- _ФРАГМЕНТ ТЕКСТА_:
Поэт Василий Васильевич Каменский, которого я, можно сказать, еще как будто вчера помню таким невообразимо молодым, искрящимся и звонким «будетлянином»1 с какой–то неожиданной быстротой оказался уже почтенным 25-летним юбиляром!
Сравнительно недавно он издал свою автобиографию в виде небольшой книжечки, которую назвал «Путь энтузиаста».2
Название правильное. Василий Каменский прежде всего энтузиаст. Его талант, его культурное значение, его личное обаяние сводятся прежде всего к тому, что он энтузиаст, что он вечно и прекрасно взволнован: живописно, эмоционально, музыкально взволнован, вечно вибрирует и со стихийной силой стремится заставить всех окружающих вибрировать в унисон с собой.
Этот жизненный энтузиазм и это стремление заразить им составляют большую долю каждого жизнерадостного, оптимистического поэта. В силу своего энтузиазма и Василий Каменский стал жизнерадостным, оптимистическим поэтом. Для своих напряженных, веселых и буйных эмоций, для своей радости жизни Каменский сумел найти оригинальную, глубоко личную внешнюю форму.

- _ЧТО НУЖНО СДЕЛАТЬ_:
1. Как, согласно отрывку о Василии Каменском, называется его автобиография?
2. Продолжите отрывок о Василии Каменском, начав сразу после его последнего предложения.

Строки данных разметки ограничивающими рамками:
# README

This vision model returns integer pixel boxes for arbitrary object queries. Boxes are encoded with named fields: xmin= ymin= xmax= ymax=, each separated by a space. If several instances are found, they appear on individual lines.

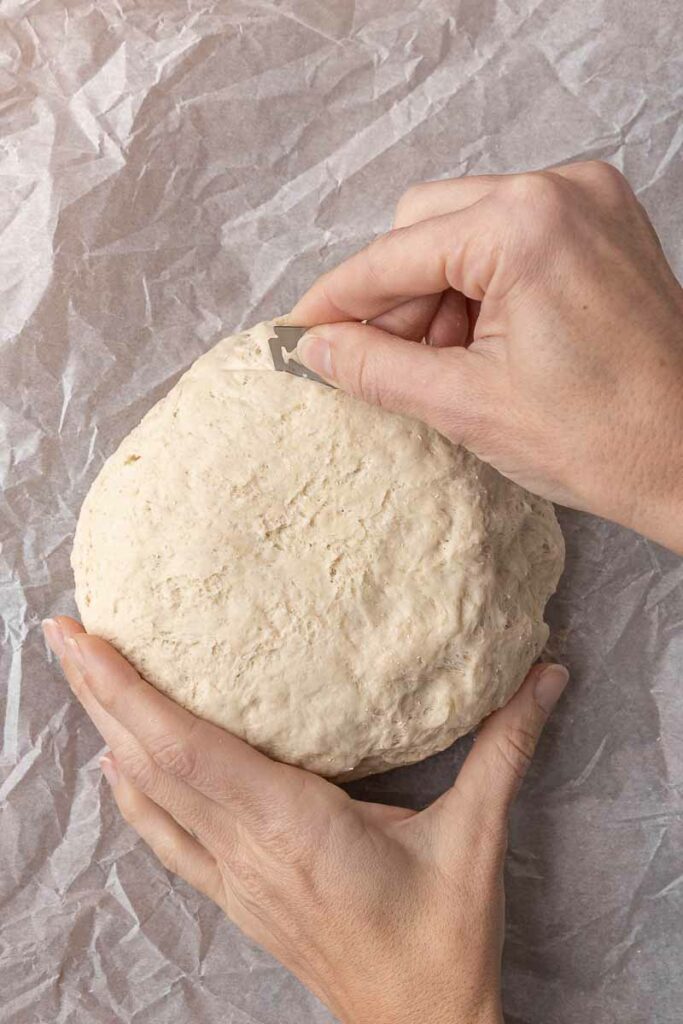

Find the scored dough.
xmin=72 ymin=323 xmax=564 ymax=777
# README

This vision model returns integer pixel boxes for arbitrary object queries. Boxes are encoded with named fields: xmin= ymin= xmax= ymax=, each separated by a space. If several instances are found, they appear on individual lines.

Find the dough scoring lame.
xmin=72 ymin=322 xmax=564 ymax=778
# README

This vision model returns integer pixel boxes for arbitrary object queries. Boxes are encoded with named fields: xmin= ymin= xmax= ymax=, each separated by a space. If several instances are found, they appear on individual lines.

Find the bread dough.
xmin=72 ymin=323 xmax=563 ymax=777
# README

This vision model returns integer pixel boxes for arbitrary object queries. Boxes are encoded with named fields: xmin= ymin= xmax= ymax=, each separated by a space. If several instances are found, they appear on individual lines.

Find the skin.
xmin=290 ymin=162 xmax=683 ymax=553
xmin=44 ymin=617 xmax=567 ymax=1024
xmin=44 ymin=163 xmax=683 ymax=1024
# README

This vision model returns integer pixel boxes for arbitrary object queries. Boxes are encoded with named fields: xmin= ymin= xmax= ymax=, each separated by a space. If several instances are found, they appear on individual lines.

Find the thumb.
xmin=297 ymin=323 xmax=483 ymax=443
xmin=443 ymin=665 xmax=569 ymax=830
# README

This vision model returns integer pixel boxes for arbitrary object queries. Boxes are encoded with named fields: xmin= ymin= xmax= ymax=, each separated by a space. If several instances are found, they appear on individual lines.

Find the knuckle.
xmin=151 ymin=735 xmax=199 ymax=781
xmin=496 ymin=726 xmax=536 ymax=780
xmin=503 ymin=171 xmax=566 ymax=221
xmin=116 ymin=751 xmax=156 ymax=793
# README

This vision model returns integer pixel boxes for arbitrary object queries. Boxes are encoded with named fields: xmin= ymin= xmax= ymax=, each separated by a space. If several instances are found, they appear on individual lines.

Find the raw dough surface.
xmin=73 ymin=323 xmax=563 ymax=777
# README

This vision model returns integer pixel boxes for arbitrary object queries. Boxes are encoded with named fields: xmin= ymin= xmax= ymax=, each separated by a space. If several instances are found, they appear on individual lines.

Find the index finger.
xmin=67 ymin=618 xmax=303 ymax=815
xmin=288 ymin=196 xmax=494 ymax=327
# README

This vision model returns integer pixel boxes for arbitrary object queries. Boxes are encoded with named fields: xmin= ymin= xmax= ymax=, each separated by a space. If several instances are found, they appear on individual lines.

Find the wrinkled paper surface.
xmin=0 ymin=0 xmax=683 ymax=1024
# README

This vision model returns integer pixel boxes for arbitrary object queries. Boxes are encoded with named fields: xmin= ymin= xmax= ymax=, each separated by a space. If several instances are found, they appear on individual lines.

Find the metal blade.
xmin=268 ymin=327 xmax=332 ymax=387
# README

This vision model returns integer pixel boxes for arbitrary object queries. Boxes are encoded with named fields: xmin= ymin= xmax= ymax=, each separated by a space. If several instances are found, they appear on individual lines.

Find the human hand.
xmin=289 ymin=162 xmax=683 ymax=552
xmin=45 ymin=617 xmax=567 ymax=1024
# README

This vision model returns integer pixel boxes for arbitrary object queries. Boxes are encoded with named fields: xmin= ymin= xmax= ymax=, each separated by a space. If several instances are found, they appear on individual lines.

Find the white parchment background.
xmin=0 ymin=0 xmax=683 ymax=1024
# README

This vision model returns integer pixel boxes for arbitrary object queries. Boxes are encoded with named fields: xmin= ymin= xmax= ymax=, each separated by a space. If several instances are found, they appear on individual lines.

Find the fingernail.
xmin=99 ymin=757 xmax=119 ymax=788
xmin=66 ymin=637 xmax=85 ymax=672
xmin=42 ymin=618 xmax=65 ymax=657
xmin=533 ymin=665 xmax=569 ymax=715
xmin=297 ymin=331 xmax=334 ymax=381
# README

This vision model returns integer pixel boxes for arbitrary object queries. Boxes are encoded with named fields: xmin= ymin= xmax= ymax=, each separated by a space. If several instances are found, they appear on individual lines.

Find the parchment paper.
xmin=0 ymin=0 xmax=683 ymax=1024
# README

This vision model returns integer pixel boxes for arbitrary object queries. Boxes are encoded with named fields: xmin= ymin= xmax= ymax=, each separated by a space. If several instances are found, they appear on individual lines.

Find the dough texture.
xmin=72 ymin=323 xmax=564 ymax=777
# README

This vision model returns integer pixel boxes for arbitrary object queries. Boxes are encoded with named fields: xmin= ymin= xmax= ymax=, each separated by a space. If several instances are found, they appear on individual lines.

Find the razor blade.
xmin=268 ymin=327 xmax=332 ymax=387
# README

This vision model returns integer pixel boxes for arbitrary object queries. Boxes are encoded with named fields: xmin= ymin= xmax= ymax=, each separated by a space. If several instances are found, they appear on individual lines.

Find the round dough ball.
xmin=73 ymin=323 xmax=563 ymax=777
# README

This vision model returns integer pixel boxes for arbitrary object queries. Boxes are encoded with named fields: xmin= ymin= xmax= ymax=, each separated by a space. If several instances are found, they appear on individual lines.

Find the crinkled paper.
xmin=0 ymin=0 xmax=683 ymax=1024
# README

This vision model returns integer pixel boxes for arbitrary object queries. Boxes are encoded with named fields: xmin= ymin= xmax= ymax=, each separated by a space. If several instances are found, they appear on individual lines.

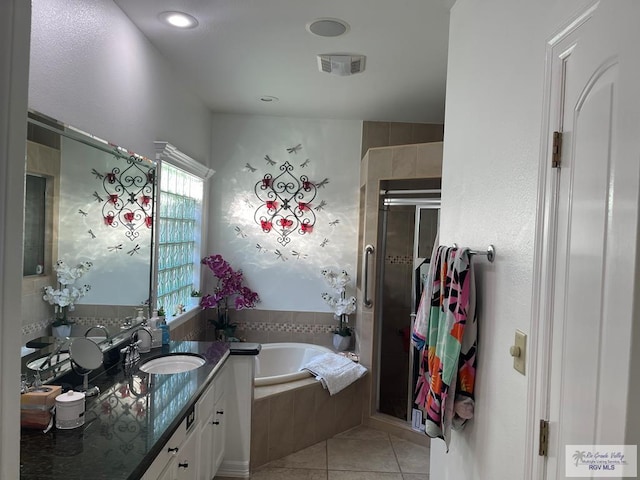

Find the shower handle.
xmin=362 ymin=245 xmax=374 ymax=308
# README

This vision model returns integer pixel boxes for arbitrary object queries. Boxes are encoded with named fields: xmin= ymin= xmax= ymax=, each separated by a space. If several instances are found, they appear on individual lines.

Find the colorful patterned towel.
xmin=412 ymin=246 xmax=477 ymax=451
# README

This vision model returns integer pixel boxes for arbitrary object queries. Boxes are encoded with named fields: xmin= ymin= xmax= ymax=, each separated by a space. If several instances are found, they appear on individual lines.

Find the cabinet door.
xmin=211 ymin=393 xmax=227 ymax=475
xmin=198 ymin=409 xmax=215 ymax=480
xmin=158 ymin=460 xmax=176 ymax=480
xmin=172 ymin=426 xmax=200 ymax=480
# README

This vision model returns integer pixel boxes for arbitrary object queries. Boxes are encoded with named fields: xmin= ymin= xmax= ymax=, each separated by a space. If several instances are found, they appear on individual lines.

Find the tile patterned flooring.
xmin=214 ymin=426 xmax=429 ymax=480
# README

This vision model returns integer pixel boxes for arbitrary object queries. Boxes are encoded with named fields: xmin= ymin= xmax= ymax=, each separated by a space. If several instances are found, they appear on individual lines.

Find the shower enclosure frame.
xmin=374 ymin=191 xmax=440 ymax=423
xmin=355 ymin=142 xmax=443 ymax=445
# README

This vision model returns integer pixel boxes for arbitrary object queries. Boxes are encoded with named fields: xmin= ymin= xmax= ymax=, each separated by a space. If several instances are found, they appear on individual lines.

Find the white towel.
xmin=300 ymin=353 xmax=367 ymax=395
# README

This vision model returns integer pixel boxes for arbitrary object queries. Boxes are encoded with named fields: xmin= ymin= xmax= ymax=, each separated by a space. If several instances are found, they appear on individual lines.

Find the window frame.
xmin=150 ymin=141 xmax=215 ymax=328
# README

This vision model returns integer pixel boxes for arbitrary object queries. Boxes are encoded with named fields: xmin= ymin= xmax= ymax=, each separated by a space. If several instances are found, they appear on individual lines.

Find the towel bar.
xmin=453 ymin=243 xmax=496 ymax=263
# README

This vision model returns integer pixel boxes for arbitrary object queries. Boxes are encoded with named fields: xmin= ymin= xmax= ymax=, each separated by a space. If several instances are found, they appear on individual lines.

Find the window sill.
xmin=165 ymin=306 xmax=202 ymax=330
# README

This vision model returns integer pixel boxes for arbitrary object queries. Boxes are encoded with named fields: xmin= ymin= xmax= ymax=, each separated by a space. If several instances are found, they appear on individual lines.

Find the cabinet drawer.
xmin=142 ymin=418 xmax=188 ymax=480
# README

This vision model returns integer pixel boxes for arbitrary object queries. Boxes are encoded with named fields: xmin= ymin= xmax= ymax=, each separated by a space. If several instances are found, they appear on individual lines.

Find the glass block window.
xmin=156 ymin=162 xmax=204 ymax=322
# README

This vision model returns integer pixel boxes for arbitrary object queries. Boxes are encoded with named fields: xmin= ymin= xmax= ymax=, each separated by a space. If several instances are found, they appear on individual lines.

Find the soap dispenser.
xmin=148 ymin=310 xmax=162 ymax=348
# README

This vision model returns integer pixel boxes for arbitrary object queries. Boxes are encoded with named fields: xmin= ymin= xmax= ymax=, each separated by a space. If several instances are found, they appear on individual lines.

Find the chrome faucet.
xmin=84 ymin=325 xmax=113 ymax=345
xmin=38 ymin=337 xmax=69 ymax=370
xmin=120 ymin=326 xmax=151 ymax=368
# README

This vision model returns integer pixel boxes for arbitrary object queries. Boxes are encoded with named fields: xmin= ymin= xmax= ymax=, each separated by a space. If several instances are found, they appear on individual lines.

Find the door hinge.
xmin=538 ymin=420 xmax=549 ymax=457
xmin=551 ymin=132 xmax=562 ymax=168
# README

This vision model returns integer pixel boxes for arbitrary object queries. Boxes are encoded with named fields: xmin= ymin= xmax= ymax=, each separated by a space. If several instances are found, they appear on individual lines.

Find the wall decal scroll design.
xmin=99 ymin=156 xmax=155 ymax=241
xmin=254 ymin=160 xmax=326 ymax=246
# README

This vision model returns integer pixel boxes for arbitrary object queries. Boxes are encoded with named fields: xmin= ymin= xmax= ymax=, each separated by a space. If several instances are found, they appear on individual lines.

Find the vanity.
xmin=20 ymin=341 xmax=260 ymax=480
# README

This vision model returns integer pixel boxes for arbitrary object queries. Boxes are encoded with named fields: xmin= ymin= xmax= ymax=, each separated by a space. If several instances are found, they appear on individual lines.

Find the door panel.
xmin=546 ymin=1 xmax=640 ymax=479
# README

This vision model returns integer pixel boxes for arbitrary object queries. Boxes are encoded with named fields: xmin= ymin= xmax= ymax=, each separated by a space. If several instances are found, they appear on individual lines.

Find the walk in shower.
xmin=375 ymin=179 xmax=440 ymax=421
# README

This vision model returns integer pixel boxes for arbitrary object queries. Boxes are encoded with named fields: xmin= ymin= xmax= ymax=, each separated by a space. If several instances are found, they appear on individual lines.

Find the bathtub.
xmin=254 ymin=343 xmax=333 ymax=387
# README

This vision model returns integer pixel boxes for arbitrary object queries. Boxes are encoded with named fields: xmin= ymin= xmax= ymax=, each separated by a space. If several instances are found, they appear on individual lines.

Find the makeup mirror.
xmin=69 ymin=338 xmax=102 ymax=397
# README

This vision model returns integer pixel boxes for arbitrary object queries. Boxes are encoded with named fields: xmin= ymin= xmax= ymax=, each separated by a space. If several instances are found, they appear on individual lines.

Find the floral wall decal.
xmin=252 ymin=144 xmax=329 ymax=246
xmin=97 ymin=156 xmax=155 ymax=241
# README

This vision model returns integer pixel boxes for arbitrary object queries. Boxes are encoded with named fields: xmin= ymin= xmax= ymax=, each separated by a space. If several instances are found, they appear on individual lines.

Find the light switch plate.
xmin=513 ymin=330 xmax=527 ymax=375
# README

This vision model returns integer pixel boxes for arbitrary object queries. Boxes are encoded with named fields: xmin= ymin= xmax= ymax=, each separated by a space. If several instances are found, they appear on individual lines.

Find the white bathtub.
xmin=255 ymin=343 xmax=333 ymax=387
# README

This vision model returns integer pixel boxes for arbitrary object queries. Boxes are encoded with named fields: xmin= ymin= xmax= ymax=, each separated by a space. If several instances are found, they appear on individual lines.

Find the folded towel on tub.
xmin=300 ymin=353 xmax=367 ymax=395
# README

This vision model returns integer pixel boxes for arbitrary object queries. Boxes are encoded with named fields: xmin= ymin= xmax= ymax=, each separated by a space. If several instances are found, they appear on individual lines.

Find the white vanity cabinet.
xmin=142 ymin=365 xmax=226 ymax=480
xmin=196 ymin=367 xmax=228 ymax=480
xmin=142 ymin=412 xmax=197 ymax=480
xmin=158 ymin=425 xmax=198 ymax=480
xmin=142 ymin=347 xmax=255 ymax=480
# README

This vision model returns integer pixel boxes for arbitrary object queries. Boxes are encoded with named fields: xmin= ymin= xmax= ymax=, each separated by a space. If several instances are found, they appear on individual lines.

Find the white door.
xmin=545 ymin=0 xmax=640 ymax=480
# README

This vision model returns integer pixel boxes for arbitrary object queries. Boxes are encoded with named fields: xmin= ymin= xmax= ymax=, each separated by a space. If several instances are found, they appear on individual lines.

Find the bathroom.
xmin=5 ymin=0 xmax=637 ymax=479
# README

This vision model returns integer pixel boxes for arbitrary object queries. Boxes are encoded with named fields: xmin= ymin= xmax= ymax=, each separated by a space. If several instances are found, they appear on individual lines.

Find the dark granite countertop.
xmin=20 ymin=342 xmax=234 ymax=480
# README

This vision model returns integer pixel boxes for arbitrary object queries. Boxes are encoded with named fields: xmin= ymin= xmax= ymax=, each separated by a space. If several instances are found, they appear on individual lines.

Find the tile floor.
xmin=214 ymin=426 xmax=429 ymax=480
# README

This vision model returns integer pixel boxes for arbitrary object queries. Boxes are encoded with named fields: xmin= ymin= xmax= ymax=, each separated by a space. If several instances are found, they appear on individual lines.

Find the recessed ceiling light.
xmin=307 ymin=18 xmax=350 ymax=37
xmin=158 ymin=12 xmax=198 ymax=28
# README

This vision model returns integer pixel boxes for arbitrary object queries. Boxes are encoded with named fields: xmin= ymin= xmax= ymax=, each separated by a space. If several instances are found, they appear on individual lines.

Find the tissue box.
xmin=20 ymin=385 xmax=62 ymax=430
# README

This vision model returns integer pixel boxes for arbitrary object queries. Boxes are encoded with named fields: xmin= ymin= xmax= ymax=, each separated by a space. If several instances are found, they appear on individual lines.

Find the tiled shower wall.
xmin=361 ymin=122 xmax=444 ymax=157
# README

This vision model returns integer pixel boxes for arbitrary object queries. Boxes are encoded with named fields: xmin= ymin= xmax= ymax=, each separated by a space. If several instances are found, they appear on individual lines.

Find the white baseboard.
xmin=216 ymin=460 xmax=251 ymax=478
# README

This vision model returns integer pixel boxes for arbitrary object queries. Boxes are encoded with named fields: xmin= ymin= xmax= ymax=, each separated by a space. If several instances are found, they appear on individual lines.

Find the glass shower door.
xmin=377 ymin=204 xmax=439 ymax=421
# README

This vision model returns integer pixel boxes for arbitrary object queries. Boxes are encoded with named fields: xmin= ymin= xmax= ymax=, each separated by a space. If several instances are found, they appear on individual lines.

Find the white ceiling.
xmin=115 ymin=0 xmax=454 ymax=123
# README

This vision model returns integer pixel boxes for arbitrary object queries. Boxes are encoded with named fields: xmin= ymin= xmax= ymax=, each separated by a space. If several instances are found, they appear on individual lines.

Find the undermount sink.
xmin=140 ymin=354 xmax=207 ymax=373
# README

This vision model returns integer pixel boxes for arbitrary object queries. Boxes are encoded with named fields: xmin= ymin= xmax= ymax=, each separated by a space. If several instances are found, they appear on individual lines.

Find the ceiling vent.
xmin=318 ymin=54 xmax=366 ymax=77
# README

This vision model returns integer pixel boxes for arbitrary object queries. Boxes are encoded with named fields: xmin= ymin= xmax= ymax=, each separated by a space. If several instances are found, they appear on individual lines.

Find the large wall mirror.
xmin=22 ymin=112 xmax=156 ymax=341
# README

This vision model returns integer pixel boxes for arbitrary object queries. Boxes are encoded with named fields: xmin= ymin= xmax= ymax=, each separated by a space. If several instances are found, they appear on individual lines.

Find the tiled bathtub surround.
xmin=251 ymin=378 xmax=362 ymax=471
xmin=226 ymin=309 xmax=344 ymax=347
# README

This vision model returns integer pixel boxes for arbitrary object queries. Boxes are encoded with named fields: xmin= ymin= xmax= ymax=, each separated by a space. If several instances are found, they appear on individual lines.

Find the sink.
xmin=140 ymin=353 xmax=207 ymax=373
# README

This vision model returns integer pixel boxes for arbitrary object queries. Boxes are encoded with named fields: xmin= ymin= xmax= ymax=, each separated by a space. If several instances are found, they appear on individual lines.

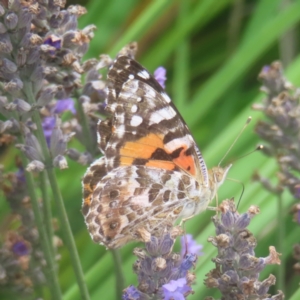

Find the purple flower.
xmin=162 ymin=278 xmax=192 ymax=300
xmin=12 ymin=241 xmax=29 ymax=256
xmin=180 ymin=234 xmax=203 ymax=257
xmin=44 ymin=35 xmax=61 ymax=50
xmin=122 ymin=285 xmax=140 ymax=300
xmin=52 ymin=98 xmax=76 ymax=115
xmin=15 ymin=166 xmax=26 ymax=183
xmin=42 ymin=117 xmax=55 ymax=146
xmin=154 ymin=67 xmax=167 ymax=89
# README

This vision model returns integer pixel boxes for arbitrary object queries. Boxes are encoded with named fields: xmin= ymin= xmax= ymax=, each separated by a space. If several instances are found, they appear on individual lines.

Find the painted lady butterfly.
xmin=82 ymin=56 xmax=231 ymax=248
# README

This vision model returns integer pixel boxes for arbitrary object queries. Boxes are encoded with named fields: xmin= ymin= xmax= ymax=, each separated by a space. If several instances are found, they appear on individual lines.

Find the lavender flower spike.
xmin=205 ymin=200 xmax=284 ymax=299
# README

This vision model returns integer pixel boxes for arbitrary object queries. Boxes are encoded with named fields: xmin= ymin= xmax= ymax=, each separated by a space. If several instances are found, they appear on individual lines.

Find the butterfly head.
xmin=210 ymin=164 xmax=232 ymax=188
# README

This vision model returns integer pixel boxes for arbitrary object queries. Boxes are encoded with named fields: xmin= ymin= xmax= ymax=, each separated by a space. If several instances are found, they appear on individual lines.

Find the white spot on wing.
xmin=137 ymin=70 xmax=150 ymax=79
xmin=149 ymin=106 xmax=176 ymax=125
xmin=143 ymin=84 xmax=156 ymax=98
xmin=131 ymin=104 xmax=138 ymax=113
xmin=160 ymin=92 xmax=171 ymax=103
xmin=116 ymin=125 xmax=125 ymax=138
xmin=130 ymin=115 xmax=143 ymax=127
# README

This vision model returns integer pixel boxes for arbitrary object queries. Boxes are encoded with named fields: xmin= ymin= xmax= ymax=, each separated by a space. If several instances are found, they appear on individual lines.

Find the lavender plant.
xmin=0 ymin=0 xmax=290 ymax=299
xmin=205 ymin=200 xmax=284 ymax=300
xmin=0 ymin=0 xmax=101 ymax=299
xmin=253 ymin=61 xmax=300 ymax=284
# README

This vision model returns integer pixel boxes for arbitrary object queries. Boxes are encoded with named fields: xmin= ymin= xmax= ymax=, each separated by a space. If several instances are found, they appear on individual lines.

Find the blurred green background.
xmin=2 ymin=0 xmax=300 ymax=300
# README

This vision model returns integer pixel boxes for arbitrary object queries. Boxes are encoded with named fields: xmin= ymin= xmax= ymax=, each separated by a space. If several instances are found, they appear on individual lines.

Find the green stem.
xmin=39 ymin=171 xmax=55 ymax=257
xmin=276 ymin=195 xmax=285 ymax=292
xmin=111 ymin=249 xmax=125 ymax=299
xmin=21 ymin=148 xmax=62 ymax=299
xmin=24 ymin=81 xmax=90 ymax=300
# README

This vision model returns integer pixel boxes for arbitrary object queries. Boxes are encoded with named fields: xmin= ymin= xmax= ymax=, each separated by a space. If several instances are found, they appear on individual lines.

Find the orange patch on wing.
xmin=120 ymin=156 xmax=134 ymax=166
xmin=120 ymin=133 xmax=164 ymax=159
xmin=145 ymin=160 xmax=176 ymax=170
xmin=173 ymin=147 xmax=196 ymax=176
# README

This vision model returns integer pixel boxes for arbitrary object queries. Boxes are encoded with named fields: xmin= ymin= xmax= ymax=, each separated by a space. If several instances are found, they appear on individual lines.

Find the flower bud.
xmin=4 ymin=78 xmax=23 ymax=95
xmin=37 ymin=85 xmax=57 ymax=106
xmin=53 ymin=155 xmax=68 ymax=170
xmin=16 ymin=47 xmax=27 ymax=66
xmin=4 ymin=13 xmax=18 ymax=30
xmin=26 ymin=160 xmax=45 ymax=172
xmin=13 ymin=99 xmax=31 ymax=113
xmin=0 ymin=22 xmax=7 ymax=34
xmin=0 ymin=5 xmax=5 ymax=17
xmin=0 ymin=58 xmax=18 ymax=74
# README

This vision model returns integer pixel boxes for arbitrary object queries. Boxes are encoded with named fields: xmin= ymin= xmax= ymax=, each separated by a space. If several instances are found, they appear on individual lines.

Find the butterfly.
xmin=82 ymin=55 xmax=231 ymax=248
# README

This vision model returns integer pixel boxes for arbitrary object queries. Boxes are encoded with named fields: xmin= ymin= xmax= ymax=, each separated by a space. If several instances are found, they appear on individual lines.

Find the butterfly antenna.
xmin=231 ymin=145 xmax=264 ymax=163
xmin=218 ymin=117 xmax=252 ymax=167
xmin=226 ymin=178 xmax=245 ymax=210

- _РЕЗУЛЬТАТЫ УПРАЖНЕНИЯ_:
1. «Путь энтузиаста».

2.
Хотя им написано и опубликовано немало книг, но в сущности он совсем не поэт–литератор: он вовсе не такой человек, который сидит у себя за столом, кусает кончик пера или копается его острием в чернильнице и потом исписывает лист бумаги каракулями, все для того, чтобы позже выпущены были книги — страницы с черными значками, и чтобы какой–нибудь «читатель», лежа на софе, про себя, мысленно расшифровывал эти значки, бегая по строчкам глазами.
Нет, Каменский творит большей частью с гармошкой в руках и напевая или во время прогулки, на охоте, на гребле, на рыбной ловле. Его то и дело от солнца, от далей, от человеческого труда или человеческого веселья охватывает восторг, вся его нервная система начинает трепетать, как многострунный инструмент, и льется импровизация. Конечно, потом Василий Васильевич свою импровизацию чистит, полирует, заостряет, гармонизирует, инструментует и записывает.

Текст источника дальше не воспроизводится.